» **WRITTEN EXERCISE**: Convert every line of text in the entries below into a JSON list of strings, one string per line, with blank lines omitted. Leave the pictures out of your answer.

#### INPUT ####

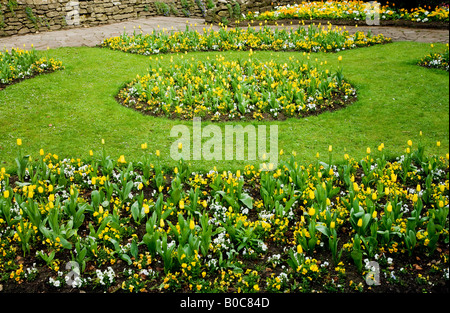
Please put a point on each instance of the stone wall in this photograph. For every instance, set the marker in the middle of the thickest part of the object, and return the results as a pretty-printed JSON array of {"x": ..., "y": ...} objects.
[
  {"x": 228, "y": 10},
  {"x": 28, "y": 16}
]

####

» **EXERCISE RESULT**:
[
  "Please put a point on each instance of the stone wall in this photograph. For every instance, set the marker in the middle of the thickest part of the object, and return the results as a pretty-printed JSON array of {\"x\": ..., \"y\": ...} objects.",
  "[",
  "  {\"x\": 228, \"y\": 10},",
  "  {\"x\": 28, \"y\": 16}",
  "]"
]